*Task objective*: Quote a passage from the text about Pedro Lima word for word, beginning at the words "Pedro Manuel Barata" and stopping after "the Summer Olympics.".

*Text passage*:
--- BEGIN ---

Pedro Lima

Personal information
- Born: 20 April 1971 Luanda, Portuguese Angola, Portugal
- Died: 20 June 2020 (aged 49) Cascais e Estoril, Cascais, Portugal
- Occupation: Actor
- Children: 5

Sport
- Sport: Swimming
- Partner(s): Patrícia Piloto Anna Westerlund

Medal record
Men's swimming
Representing Angola
All-Africa Games
| Gold medal – first place | 1991 Cairo | 50 m freestyle |
| Bronze medal – third place | 1991 Cairo | 100 m butterfly |

= Pedro Lima (actor) =

Portuguese-Angolan actor and swimmer (1971–2020)

Pedro Manuel Barata de Macedo Lima (20 April 1971 – 20 June 2020) was a Portuguese-Angolan actor, appearing in telenovelas in Portugal. He was also an Olympic swimmer.

==Swimming==
He represented Angola in 1988 and 1992 at the Summer Olympics.

--- END ---

*Source data*:
--- BEGIN ---

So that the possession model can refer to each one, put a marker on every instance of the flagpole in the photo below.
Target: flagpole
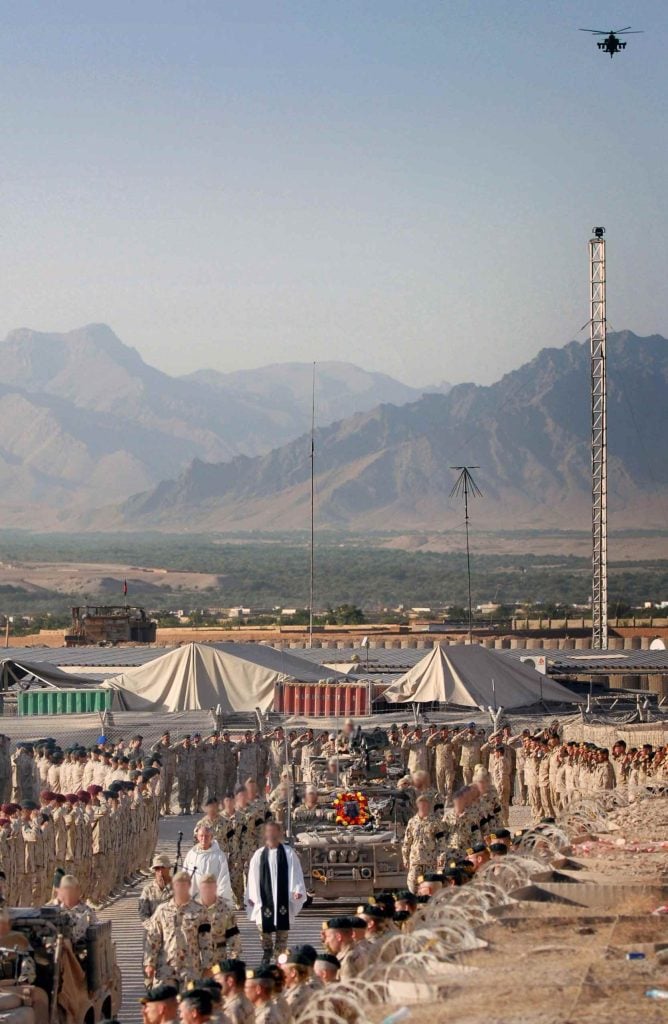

--- END ---

*Worked solution*:
Pedro Manuel Barata de Macedo Lima (20 April 1971 – 20 June 2020) was a Portuguese-Angolan actor, appearing in telenovelas in Portugal. He was also an Olympic swimmer.

==Swimming==
He represented Angola in 1988 and 1992 at the Summer Olympics.